<<<<
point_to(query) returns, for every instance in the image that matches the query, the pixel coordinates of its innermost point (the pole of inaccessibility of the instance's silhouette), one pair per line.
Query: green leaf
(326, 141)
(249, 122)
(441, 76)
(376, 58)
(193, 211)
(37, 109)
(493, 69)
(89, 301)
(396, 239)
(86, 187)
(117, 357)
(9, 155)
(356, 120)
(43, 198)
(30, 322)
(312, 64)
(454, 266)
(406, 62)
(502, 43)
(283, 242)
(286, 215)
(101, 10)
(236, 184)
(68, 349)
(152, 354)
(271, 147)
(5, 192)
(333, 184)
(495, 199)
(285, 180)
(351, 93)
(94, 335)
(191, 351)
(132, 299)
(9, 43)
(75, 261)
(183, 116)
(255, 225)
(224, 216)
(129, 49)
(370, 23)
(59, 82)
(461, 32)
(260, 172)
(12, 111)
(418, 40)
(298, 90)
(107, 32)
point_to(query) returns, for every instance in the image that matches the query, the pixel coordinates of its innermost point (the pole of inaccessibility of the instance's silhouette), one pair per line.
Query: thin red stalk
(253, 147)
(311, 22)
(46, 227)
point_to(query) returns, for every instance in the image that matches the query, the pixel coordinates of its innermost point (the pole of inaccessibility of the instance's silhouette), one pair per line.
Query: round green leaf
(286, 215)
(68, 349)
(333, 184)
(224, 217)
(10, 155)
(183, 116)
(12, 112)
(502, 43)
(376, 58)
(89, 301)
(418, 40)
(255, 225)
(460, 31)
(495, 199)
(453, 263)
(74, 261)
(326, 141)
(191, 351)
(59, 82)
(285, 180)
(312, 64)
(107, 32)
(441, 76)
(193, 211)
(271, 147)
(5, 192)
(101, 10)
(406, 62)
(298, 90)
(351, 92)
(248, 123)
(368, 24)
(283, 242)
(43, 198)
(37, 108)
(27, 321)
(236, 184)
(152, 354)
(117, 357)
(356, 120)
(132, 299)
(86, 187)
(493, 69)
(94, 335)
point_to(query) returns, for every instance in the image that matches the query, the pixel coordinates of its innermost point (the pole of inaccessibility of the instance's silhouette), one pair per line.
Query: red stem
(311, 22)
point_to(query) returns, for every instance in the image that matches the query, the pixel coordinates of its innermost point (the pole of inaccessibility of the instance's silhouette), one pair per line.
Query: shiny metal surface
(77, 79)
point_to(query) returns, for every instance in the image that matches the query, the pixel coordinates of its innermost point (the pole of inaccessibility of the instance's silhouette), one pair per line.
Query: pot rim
>>>>
All entries shown above should be printed again exactly.

point_to(query) returns, for every instance in the image that matches the query, the pixel coordinates of its innermost point (the pole of inaccessibility of the instance's silhouette), one pair per line.
Query: green leaf
(326, 141)
(249, 122)
(441, 76)
(376, 58)
(193, 211)
(37, 109)
(493, 69)
(89, 301)
(396, 239)
(86, 187)
(117, 357)
(9, 155)
(356, 120)
(43, 198)
(30, 322)
(312, 64)
(454, 266)
(406, 62)
(502, 43)
(283, 242)
(286, 215)
(101, 10)
(236, 184)
(68, 349)
(152, 354)
(271, 147)
(5, 192)
(333, 184)
(495, 199)
(285, 180)
(351, 93)
(94, 335)
(191, 351)
(132, 299)
(9, 43)
(75, 261)
(183, 116)
(255, 225)
(224, 216)
(129, 49)
(370, 23)
(59, 82)
(461, 32)
(260, 172)
(12, 111)
(418, 40)
(298, 90)
(107, 32)
point_to(query) returns, for every instance in the image that matches the query, the pixel coordinates of its innermost point (the pole of inaccessibility of the instance's silhouette), one pair per line.
Query: thin red stalk
(253, 147)
(311, 22)
(46, 227)
point_to(query) returns, for every instance in the image that matches the query, the pixel coordinates of its innermost point (the pole of inaccessibility of the instance's silhouette), one pair per line.
Query: round green leaf
(286, 215)
(68, 349)
(333, 184)
(224, 217)
(10, 155)
(183, 116)
(12, 112)
(502, 43)
(376, 58)
(89, 301)
(418, 40)
(255, 225)
(460, 31)
(495, 199)
(453, 263)
(74, 261)
(326, 141)
(191, 351)
(59, 82)
(285, 180)
(312, 64)
(107, 32)
(441, 76)
(193, 211)
(271, 147)
(5, 192)
(101, 10)
(406, 62)
(298, 90)
(351, 92)
(248, 123)
(368, 24)
(283, 242)
(43, 198)
(37, 108)
(27, 321)
(236, 184)
(152, 354)
(117, 357)
(356, 120)
(132, 299)
(86, 187)
(493, 69)
(94, 335)
point_to(query) returns, for every instance in the image that matches the query, the pixel coordinates of its innermost point (the pole of inaccessibility of the instance's silhouette), one pair per line.
Query: red stem
(311, 22)
point_to(query) returns, for every instance in the image that matches the query, the pixel coordinates of its innermost point (the pole of inaccessibility of the instance's silhouette), one pair per line.
Query: shiny metal surface
(77, 79)
point_to(query) returns, for every instance in the image that matches the query, the pixel coordinates of its innermost point (the pole of inaccessibility of the instance's silhouette), one pair per line.
Query: pot rim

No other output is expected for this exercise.